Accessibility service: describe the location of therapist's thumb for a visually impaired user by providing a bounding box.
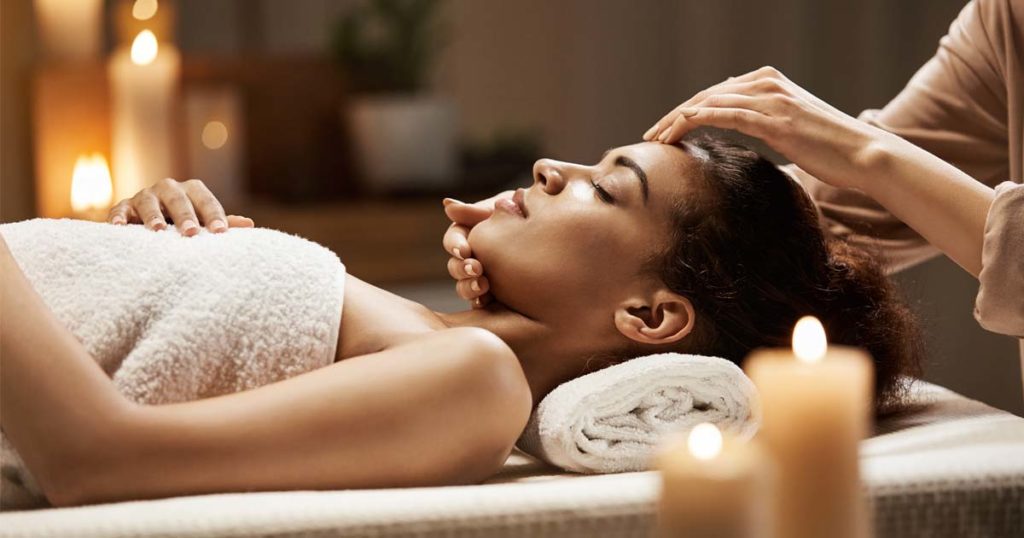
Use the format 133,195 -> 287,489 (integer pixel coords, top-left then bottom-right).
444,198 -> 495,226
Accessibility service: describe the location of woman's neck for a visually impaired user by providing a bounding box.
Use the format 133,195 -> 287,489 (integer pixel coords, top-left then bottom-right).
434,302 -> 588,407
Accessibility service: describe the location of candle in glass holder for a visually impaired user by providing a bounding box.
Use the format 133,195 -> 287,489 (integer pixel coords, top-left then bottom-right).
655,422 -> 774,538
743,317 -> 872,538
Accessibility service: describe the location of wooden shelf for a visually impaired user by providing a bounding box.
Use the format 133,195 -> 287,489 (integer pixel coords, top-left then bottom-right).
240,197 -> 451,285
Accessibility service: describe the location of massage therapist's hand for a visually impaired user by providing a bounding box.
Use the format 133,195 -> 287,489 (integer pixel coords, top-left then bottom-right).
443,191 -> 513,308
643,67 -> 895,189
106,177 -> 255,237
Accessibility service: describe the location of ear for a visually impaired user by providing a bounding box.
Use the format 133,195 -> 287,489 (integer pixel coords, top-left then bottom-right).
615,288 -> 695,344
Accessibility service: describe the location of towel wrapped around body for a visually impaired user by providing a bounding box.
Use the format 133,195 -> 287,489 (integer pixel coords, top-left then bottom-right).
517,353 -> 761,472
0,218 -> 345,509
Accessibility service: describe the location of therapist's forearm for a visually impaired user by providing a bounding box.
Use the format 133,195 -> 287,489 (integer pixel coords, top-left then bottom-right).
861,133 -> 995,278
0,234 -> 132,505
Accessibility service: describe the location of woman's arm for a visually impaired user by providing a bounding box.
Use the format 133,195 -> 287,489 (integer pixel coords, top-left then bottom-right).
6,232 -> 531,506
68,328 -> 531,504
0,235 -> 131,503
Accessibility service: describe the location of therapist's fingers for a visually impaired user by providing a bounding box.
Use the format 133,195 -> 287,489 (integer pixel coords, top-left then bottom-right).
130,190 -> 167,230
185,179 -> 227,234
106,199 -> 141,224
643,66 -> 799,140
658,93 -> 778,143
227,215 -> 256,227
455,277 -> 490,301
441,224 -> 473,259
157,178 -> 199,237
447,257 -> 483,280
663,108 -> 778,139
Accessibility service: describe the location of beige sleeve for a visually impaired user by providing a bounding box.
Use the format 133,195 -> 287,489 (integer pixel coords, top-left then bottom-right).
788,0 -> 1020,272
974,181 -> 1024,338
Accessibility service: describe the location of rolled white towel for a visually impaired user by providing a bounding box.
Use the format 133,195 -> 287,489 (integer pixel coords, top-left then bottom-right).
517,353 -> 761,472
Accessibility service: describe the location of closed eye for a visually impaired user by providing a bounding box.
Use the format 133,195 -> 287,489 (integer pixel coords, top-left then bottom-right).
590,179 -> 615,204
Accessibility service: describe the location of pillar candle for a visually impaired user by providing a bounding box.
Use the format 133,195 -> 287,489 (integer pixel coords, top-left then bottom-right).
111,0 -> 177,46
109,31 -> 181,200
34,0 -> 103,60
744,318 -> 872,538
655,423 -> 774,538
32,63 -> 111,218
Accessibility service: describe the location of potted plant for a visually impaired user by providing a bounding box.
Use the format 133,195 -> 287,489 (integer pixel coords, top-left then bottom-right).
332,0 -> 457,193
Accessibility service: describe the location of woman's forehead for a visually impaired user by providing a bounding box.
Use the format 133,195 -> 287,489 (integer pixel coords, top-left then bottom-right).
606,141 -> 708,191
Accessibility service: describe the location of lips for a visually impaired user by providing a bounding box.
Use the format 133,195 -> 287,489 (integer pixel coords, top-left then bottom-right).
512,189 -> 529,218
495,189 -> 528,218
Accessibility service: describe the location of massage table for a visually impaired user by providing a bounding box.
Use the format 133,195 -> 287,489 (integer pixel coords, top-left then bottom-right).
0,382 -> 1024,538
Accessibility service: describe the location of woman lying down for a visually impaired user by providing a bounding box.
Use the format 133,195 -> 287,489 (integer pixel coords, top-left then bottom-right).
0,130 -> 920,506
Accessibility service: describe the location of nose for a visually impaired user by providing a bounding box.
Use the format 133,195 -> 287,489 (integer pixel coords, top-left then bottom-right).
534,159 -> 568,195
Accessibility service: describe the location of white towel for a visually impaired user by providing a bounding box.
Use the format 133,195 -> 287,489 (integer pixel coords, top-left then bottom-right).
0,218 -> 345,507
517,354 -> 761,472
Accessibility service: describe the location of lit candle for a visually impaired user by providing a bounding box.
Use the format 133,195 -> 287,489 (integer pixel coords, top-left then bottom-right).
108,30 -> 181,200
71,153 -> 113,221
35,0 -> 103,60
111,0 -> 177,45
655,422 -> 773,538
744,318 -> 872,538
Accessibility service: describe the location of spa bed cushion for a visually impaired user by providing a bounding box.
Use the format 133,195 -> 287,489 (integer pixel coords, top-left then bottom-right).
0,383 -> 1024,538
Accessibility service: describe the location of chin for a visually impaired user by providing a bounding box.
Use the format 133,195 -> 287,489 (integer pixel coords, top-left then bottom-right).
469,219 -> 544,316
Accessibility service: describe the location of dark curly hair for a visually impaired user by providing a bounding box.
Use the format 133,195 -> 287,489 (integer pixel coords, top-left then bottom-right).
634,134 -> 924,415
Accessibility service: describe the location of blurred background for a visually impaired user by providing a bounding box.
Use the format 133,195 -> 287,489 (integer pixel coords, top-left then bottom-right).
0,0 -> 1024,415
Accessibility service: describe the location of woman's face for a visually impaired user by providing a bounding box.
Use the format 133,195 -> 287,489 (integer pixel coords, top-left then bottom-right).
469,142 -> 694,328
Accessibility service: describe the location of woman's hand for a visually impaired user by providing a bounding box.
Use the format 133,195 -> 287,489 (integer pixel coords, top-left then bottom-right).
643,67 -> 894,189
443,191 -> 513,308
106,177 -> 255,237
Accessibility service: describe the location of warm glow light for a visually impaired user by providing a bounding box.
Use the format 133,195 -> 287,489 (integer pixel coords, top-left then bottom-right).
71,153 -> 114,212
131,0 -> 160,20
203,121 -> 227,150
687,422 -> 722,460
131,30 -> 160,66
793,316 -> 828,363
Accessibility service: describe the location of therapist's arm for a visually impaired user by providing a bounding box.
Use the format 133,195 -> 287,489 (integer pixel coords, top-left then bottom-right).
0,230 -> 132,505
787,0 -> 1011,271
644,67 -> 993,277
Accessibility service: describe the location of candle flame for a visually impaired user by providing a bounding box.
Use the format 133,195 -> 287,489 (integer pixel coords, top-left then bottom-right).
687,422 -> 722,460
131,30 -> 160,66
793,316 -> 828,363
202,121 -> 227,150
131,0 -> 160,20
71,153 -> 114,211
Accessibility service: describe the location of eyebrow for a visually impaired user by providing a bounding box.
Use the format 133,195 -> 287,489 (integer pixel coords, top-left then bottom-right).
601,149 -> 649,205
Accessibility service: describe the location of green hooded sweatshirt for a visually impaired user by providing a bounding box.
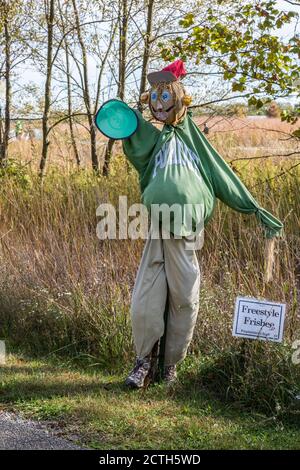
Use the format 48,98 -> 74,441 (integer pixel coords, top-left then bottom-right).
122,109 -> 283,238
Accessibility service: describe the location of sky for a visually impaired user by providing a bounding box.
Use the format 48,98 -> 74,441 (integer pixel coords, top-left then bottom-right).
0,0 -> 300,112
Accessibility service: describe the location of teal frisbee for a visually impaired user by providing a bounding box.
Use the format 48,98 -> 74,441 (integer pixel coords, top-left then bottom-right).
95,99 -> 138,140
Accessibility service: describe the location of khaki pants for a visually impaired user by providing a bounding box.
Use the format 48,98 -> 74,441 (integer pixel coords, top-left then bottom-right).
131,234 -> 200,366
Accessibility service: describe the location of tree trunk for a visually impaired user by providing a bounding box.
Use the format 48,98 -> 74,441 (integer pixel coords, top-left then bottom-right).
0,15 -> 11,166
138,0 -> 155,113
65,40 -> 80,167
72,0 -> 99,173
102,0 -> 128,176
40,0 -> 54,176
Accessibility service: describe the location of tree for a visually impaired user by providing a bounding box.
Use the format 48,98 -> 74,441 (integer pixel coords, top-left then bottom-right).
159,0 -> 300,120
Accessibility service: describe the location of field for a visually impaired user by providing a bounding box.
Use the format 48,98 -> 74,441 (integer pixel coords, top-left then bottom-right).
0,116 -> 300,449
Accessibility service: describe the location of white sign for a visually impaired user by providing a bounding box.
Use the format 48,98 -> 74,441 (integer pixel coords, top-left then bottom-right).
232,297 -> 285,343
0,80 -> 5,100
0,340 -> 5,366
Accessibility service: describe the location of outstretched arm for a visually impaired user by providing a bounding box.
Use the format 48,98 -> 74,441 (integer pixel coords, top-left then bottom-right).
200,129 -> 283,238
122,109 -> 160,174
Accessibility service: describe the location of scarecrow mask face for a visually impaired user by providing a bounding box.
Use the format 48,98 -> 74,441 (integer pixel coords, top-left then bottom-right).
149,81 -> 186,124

Set task → Write out, unchanged, the part of the items above that opens with the line containing "Accessibility service: describe the location of eyebrow" and closes with the line containing "0,340 -> 5,366", including both of those lines. Leave the pictures out.

Response below →
Accessibility service: describe the location of eyebrow for a visually impaired user by providing a bounding box.
Use the format 133,195 -> 287,489 (integer pixel coords, top-left then bottom-right).
601,149 -> 649,205
Accessibility service: describe the location of green hooded sweatshirt for a visually impaired user by providing a bounding box.
Use the format 48,98 -> 74,441 (integer pixel coords, top-left then bottom-right).
122,109 -> 283,238
Accessibility service: describe the location of sky for a visually impaired user by providing a bounding box.
Use the format 48,98 -> 74,441 (integer pixel coords, top-left then bottom-right).
0,0 -> 300,112
Accessibility service: describe the location of teal frisbee for a visually impaired user by providing a bounding box.
Use the format 48,98 -> 74,441 (integer pixel coords, top-left then bottom-right).
95,99 -> 138,140
Accessibility service: describe the location of khaki pants for a visually impaired user by providing a bounding box.
Use the format 48,98 -> 74,441 (integer pixel coords, top-left then bottom-right).
131,234 -> 200,366
Accessibility service: describe the location of tree trunk for a visually impaired user by providing a bounding box.
Use the format 48,98 -> 74,441 (integer pixel coords, top-left then bottom-right).
0,15 -> 11,166
138,0 -> 155,113
65,40 -> 80,167
72,0 -> 99,173
102,0 -> 128,176
40,0 -> 54,176
Accessibility service: describe the location of tree for a visually impaired user by providing a bounding box.
Use the format 48,98 -> 74,441 (integer pixel coords, top-left then bottom-right).
159,0 -> 300,120
Accessibility service: describe the location of field for a visually impaired user by providing a bounding box.
Use the format 48,98 -> 74,441 (integer pixel coords, top-left then bottom-right).
0,116 -> 300,449
Accessibility service: describe the location of white sign for a visually impaired user by providing a bounding box.
Use the format 48,98 -> 74,441 (integer pixel coords, top-left then bottom-right).
232,297 -> 285,343
0,80 -> 5,100
0,340 -> 5,366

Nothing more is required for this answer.